_Text provided_
Texting can be a little tricky but it can also be the complete juice for a healthy date life. Even if a guy is not that into you, your texting can completely change his mind. But whatever happens, the last thing I want is for you to feel terrible wondering why he never responded. Many times it’s nothing personal and has absolutely nothing to do with you. I mean, life happens right? However, the right text can beat ‘life’ and since it’s not so easy to know (on your own) if a guy is into your texts (especially if you’ve been out of the dating game for a while), I’ve decided to help you out with that.
Before we begin though, a little side note: This article is focused on the sort of texts that will have that certain guy calling out your name in his sleep. However, before you know what to text a guy you’re into, you should know when and how. I’ve already discussed the role of texting, when to, how to, the degree of information to share in a text with a guy you just met along with other helpful information, in another article. On that account, I won’t be repeating any of that information in this article. So, if you’ll like to check it out, please do because, even with knowing what type of texts, you could still mess it up, appear desperate, jeopardize your efforts with bad timing, or overdo it, if you don’t follow certain texting principles. That’s not cool. Don’t say I didn’t tell you though! Here’s precisely how to go about the whole texting business for a guy you just met.

_Stored rows_
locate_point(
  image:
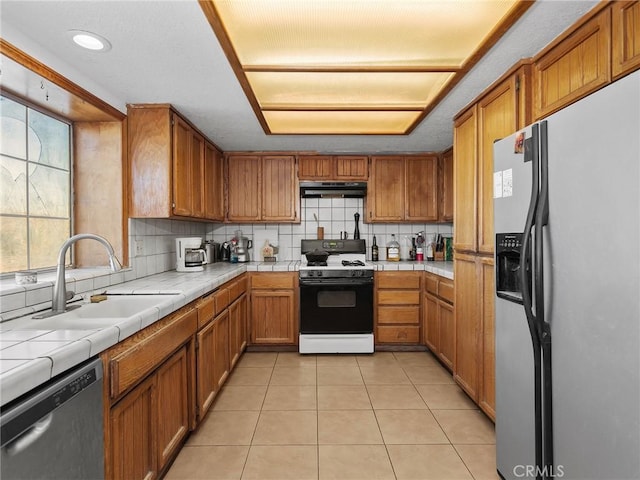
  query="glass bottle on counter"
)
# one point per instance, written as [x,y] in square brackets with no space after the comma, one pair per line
[393,250]
[374,250]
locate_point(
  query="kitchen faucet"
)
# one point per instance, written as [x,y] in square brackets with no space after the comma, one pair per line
[59,300]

_Tasks to complete_
[1] Decide whether each statement agrees with the article on texting a guy. For each, answer yes or no and quote the words from the article that decide it.
(a) A guy not responding is often nothing personal.
(b) This article repeats the guidance on when and how to text.
(c) Texting can change the mind of a guy who is not that into you.
[2] In the article on texting a guy, what could happen if you don't follow certain texting principles?
[3] Write the next part of the article on texting a guy, picking up after its final sentence.

_Expected responses_
[1]
(a) Yes: "Many times it’s nothing personal and has absolutely nothing to do with you."
(b) No: "I won’t be repeating any of that information in this article."
(c) Yes: "Even if a guy is not that into you, your texting can completely change his mind."

[2] You could mess it up, appear desperate, jeopardize your efforts with bad timing, or overdo it.

[3]
Okay, back to the topic! Let me ring the alarm a little bit here – be careful what you text! From experience I can tell you that, what may be acceptable in a real life face-to-face conversation may come off as offensive, weird, desperate or creepy via text, especially to someone you’re not buddies with yet. Make sure you always read through and rule out all of these possibilities and thankfully, we have lots of emoji.
Now, guys like it when you’re somewhat forward and bold but don’t over crowd their space. When you reach out, leave room for them to reach out themselves too. This one’s tricky because whether they’ll crave to and eventually reach out, depends on how interesting you were in the last texting episode. When your card are played right, you leave them expectant – I’m so tempted to exemplify but I’ve sampled what I mean here in that other article.
That being said, I know you want him pretty bad, so let’s get him to want you back, shall we?
Try to be a little mysterious – guys like that! It keeps them guessing, you’re like an interesting puzzle they’re trying to figure out. Try to expand conversations and don’t vomit everything about you over texts so there’s room to get to know each other in real dates. You should also not give direct answers. Give an answer without giving an answer and sometimes it helps to answer a question with a question, like so; “wouldn’t you like to know?” Here’s an example…
“Where did you grow up?”
“Take a guess”
Many guesses later…
“I’m out of guesses, would you just tell me already?”
“Hahahah… I see that. Well, perhaps I’ll show you someday”.
To keep the conversation a little more engaging and interesting, you can make jokes or ask some “by the way” questions or have other sorts of conversations about some of his guesses before continuing on more guesses. That way, he doesn’t exactly get his answer, but he’s still enjoying your company. Plus, you guys talked a lot so he got to know a few things without exactly knowing something and you got him to share more (if he’s not a wordy type). He’ll go to bed trying to figure you out and he’ll keep imagining where you must have grown up. Also, he’ll look forward to seeing where you grew up someday so now he has some sort of green light to ask you out on a proper date.
With the way you handled this conversation from the start, I bet you – he already called! I doubt you guys talked about all that via texts.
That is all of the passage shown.